[begin Excerpt]

Of course I mean data race, most people in such a thread will implicitly understand that is the race meant. Nobody building a webshop with limited supplies wants to prevent "first come first served", it barely makes sense to think about preventing that kind of race

Data races have obvious real world analogues, they are just so obvious people naturally synchronize. You can look over someone's shoulder while they update a paper master copy and observe data tearing as they erase a field and start writing in another value while that is inconsistent with the rest of the form. It is easy to see that data is being modified and wait until the writer is complete instead of memorizing a partial update and walking away to make decisions on the basis of the incomplete information. A good mutex/rwlock is like having a private separate room to go into to make the update so that no overeager person can even observe the partial update (some languages have non callback style mutexes so there the mutex/lock is the analogue of the visual cue that someone is performing the update). I don't find this at all strange to consider. In a concurrent system it is just all too easy to forget that there are other threads (analogue of people) reading/modifying at the same time. So rust makes that manifest through the borrow checker and it becomes obvious.

[end Excerpt]

Challenge 1:
For each statement, say yes or no as to whether it agrees with the comment on data races, and quote the words of the comment that decide it. (a) People building a webshop with limited supplies want to prevent "first come first served". (b) A good mutex/rwlock is compared to a private separate room for making the update. (c) Rust makes concurrent reading and modifying manifest through the borrow checker.
Challenge 2:
According to the comment on data races, what real-world analogue do threads have?

[begin Data rows]

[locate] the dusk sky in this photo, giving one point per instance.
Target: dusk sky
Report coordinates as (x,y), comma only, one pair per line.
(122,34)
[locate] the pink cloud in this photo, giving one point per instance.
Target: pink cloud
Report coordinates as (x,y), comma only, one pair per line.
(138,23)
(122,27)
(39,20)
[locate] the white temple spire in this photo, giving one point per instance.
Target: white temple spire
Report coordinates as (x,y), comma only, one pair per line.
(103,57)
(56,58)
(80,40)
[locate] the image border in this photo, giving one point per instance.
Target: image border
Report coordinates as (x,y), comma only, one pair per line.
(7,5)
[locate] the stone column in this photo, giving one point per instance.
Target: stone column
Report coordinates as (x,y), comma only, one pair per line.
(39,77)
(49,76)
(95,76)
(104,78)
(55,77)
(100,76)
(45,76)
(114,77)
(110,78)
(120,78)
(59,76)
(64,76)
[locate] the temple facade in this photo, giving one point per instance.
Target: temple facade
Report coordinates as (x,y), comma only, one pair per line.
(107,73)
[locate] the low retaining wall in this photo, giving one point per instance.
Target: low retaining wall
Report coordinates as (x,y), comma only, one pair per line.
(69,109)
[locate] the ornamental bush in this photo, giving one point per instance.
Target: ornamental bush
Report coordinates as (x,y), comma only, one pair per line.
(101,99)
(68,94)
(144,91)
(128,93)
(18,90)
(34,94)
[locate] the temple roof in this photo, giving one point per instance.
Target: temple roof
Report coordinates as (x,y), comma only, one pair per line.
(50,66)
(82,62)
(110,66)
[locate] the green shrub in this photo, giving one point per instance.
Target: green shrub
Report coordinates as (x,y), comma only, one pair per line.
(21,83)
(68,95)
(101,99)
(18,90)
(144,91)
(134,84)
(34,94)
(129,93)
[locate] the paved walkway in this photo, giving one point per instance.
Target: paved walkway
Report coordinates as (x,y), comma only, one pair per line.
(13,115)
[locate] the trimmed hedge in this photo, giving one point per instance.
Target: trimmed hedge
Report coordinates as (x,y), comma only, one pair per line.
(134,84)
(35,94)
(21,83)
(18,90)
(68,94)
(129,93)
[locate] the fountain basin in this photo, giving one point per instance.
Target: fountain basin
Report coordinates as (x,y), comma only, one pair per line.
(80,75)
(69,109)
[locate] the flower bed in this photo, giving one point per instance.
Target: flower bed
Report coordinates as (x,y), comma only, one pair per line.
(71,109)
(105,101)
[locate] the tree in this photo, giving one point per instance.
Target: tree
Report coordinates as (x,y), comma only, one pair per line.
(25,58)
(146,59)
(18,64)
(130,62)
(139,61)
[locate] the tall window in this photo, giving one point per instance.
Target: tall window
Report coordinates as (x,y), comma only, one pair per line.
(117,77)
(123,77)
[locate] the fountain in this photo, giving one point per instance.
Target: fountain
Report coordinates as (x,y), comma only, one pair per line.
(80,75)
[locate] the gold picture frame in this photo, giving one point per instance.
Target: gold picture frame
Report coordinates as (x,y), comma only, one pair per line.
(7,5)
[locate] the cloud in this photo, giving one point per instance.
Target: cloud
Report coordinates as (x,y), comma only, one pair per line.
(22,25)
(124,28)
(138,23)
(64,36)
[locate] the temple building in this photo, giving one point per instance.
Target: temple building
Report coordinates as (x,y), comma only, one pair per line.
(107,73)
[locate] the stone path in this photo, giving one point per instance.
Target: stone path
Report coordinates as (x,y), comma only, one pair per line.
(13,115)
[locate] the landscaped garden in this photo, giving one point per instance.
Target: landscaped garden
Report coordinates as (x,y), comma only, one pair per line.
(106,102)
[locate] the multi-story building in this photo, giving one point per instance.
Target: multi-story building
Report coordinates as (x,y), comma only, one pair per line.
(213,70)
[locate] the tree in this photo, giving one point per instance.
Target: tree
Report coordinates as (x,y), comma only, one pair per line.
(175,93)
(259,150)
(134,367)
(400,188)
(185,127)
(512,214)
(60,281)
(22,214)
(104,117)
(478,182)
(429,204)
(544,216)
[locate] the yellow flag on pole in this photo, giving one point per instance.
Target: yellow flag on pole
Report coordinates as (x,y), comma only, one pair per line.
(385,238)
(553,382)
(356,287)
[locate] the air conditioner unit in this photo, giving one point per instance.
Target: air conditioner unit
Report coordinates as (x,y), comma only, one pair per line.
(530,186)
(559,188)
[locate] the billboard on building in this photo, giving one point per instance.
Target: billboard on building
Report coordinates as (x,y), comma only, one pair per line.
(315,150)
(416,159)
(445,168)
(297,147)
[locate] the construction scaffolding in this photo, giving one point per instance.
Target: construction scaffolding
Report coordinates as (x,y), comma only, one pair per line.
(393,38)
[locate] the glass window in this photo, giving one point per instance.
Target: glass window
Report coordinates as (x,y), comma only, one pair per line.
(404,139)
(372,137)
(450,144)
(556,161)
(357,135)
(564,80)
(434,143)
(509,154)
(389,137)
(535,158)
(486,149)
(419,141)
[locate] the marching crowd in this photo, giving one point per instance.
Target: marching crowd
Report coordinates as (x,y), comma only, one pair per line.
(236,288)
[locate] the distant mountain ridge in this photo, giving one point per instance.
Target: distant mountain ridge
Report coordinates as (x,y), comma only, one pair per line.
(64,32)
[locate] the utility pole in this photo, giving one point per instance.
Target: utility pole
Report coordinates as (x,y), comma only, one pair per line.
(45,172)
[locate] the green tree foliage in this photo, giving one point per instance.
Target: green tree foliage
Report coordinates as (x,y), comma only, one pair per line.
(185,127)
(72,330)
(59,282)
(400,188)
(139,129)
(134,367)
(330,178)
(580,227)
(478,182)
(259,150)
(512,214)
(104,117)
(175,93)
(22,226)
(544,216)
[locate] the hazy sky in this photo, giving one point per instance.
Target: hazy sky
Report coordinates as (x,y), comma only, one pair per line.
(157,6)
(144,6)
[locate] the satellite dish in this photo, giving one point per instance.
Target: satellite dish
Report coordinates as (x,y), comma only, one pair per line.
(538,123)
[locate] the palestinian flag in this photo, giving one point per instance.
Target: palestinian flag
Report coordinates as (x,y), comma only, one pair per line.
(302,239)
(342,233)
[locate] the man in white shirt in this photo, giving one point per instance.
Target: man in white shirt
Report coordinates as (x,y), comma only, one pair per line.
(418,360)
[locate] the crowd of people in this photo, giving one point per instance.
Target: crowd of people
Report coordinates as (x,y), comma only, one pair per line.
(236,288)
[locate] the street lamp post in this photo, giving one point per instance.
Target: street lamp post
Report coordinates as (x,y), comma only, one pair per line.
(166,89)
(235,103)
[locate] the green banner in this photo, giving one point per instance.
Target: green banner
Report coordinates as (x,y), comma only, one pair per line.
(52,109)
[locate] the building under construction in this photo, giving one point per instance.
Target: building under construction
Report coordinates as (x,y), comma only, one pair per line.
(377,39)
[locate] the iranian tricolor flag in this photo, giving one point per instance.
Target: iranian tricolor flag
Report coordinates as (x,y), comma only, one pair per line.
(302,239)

[end Data rows]

Correct answer 1:
(a) No: "Nobody building a webshop with limited supplies wants to prevent "first come first served""
(b) Yes: "A good mutex/rwlock is like having a private separate room to go into to make the update"
(c) Yes: "So rust makes that manifest through the borrow checker and it becomes obvious."

Correct answer 2:
People.